◆ Passage to read
┌──
The environmental and human devastation caused by Hurricane Katrina was immense. In the storm's aftermath, many critics of George W. Bush reflexively charged that the President's administration was slow to mobilize rescue efforts for Gulf-area residents who had been rendered homeless by the flood waters. These critics attributed that lack of haste, in large measure, to racism, alleging that the federal government was unconcerned about the victims because they were disproportionately black.
Congressional Black Caucus member Elijah Cummings (D-Maryland) stated: “We cannot allow it to be said that the difference between those who lived and those who died in this great storm and flood of 2005 was nothing more than poverty, age or skin color.... To the president of the United States, I simply say that God cannot be pleased with our response.”
Popular rap singer Kanye West charged that “George Bush does not care about black people.” The federal government, West added, had “given [National Guardsmen] permission to go down and shoot us [blacks].”
Professor Cornel West agreed: “When Kanye West said the President does not care about black people, he was right.”
Jesse Jackson lamented that post-Katrina New Orleans, with so many black victims stranded amid the flood waters, looked like “the hull of a slave ship.” After meeting with Louisiana officials, Jackson said, “Many black people feel that their race, their property conditions and their voting patterns have been a factor in the response.” Jackson also asserted that in America, “there is a historical indifference to the pain of poor people, and black people.”
CBS Sunday Morning contributor Nancy Giles said: “If the majority of the hardest-hit victims of Hurricane Katrina in New Orleans were white people, they would not have gone for days without food and water, forcing many to steal for mere survival. Their bodies would not have been left to float in putrid water.... We’ve repeatedly given tax cuts to the wealthiest and left our most vulnerable American citizens to basically fend for themselves.... The President has put himself at risk by visiting the troops in Iraq, but didn’t venture anywhere near the Superdome or the convention center, where thousands of victims, mostly black and poor, needed to see that he gave a damn.”
On Access Hollywood, actor Colin Farrell said: “If it was a bunch on white people on roofs in the Hamptons, I don’t have any f---ing doubt there would have been every single helicopter, every plane, every single means that the government has to help these people.”
└──
◆ Required tasks
1. List every person whose words the passage on reactions to Hurricane Katrina quotes directly.
2. Transcribe the Hurricane Katrina passage word for word, from "The environmental and" to "were disproportionately black.".

◆ Source data
┌──
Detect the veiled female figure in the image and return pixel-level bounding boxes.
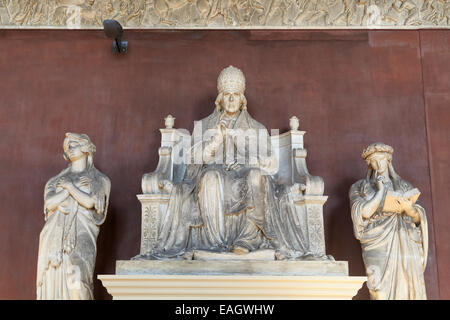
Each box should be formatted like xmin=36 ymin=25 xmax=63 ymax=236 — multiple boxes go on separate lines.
xmin=37 ymin=133 xmax=111 ymax=300
xmin=349 ymin=143 xmax=428 ymax=300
└──
◆ Worked solutions
1. Elijah Cummings, Kanye West, Cornel West, Jesse Jackson, Nancy Giles, Colin Farrell

2.
The environmental and human devastation caused by Hurricane Katrina was immense. In the storm's aftermath, many critics of George W. Bush reflexively charged that the President's administration was slow to mobilize rescue efforts for Gulf-area residents who had been rendered homeless by the flood waters. These critics attributed that lack of haste, in large measure, to racism, alleging that the federal government was unconcerned about the victims because they were disproportionately black.